• [Dataset entries on where objects are located]

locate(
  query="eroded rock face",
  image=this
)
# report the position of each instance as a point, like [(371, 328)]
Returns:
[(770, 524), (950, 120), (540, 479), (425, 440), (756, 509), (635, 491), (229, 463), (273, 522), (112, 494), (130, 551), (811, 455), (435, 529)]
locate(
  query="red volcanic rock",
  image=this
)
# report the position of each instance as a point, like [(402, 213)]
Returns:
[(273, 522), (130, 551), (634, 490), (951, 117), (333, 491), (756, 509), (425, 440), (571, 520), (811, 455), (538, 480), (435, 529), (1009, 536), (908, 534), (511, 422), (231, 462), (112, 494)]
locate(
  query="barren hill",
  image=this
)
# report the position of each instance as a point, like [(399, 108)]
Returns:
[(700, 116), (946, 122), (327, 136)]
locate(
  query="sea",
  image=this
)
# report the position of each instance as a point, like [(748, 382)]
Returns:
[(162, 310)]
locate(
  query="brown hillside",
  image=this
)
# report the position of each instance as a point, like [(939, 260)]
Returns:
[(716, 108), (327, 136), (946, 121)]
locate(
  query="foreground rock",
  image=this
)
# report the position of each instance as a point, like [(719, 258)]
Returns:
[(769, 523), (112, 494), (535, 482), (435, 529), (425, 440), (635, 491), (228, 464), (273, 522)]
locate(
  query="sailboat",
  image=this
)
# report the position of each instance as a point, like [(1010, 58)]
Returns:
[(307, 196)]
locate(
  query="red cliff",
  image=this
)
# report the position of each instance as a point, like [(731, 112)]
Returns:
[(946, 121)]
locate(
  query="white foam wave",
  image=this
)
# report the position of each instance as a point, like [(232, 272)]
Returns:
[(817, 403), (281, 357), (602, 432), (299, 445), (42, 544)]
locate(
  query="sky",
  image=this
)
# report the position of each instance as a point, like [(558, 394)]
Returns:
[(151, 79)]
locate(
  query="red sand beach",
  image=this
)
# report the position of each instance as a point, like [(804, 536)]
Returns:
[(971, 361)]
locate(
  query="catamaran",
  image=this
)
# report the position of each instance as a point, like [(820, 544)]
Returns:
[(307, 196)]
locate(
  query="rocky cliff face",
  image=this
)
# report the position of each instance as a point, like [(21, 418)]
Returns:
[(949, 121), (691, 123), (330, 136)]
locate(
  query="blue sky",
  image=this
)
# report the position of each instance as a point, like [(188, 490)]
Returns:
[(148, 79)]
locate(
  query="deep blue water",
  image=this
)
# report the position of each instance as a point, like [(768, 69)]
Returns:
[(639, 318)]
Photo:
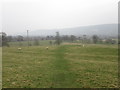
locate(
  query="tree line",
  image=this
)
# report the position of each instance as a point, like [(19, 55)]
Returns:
[(58, 39)]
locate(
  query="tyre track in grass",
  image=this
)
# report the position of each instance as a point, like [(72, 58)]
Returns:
[(62, 76)]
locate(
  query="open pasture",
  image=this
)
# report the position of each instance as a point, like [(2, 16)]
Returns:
[(64, 66)]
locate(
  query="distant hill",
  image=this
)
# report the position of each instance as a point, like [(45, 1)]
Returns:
[(104, 29)]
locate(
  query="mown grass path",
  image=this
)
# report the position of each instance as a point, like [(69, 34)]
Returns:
[(62, 76)]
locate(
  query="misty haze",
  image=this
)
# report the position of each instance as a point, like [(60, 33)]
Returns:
[(59, 43)]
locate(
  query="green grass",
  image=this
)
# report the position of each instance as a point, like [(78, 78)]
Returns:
[(25, 43), (64, 66), (0, 67)]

• [WHAT IS NEEDED] Show each line of the entries above in which the string "blue" appears.

• [WRITTEN SOLUTION]
  query="blue sky",
  query="deep blue water",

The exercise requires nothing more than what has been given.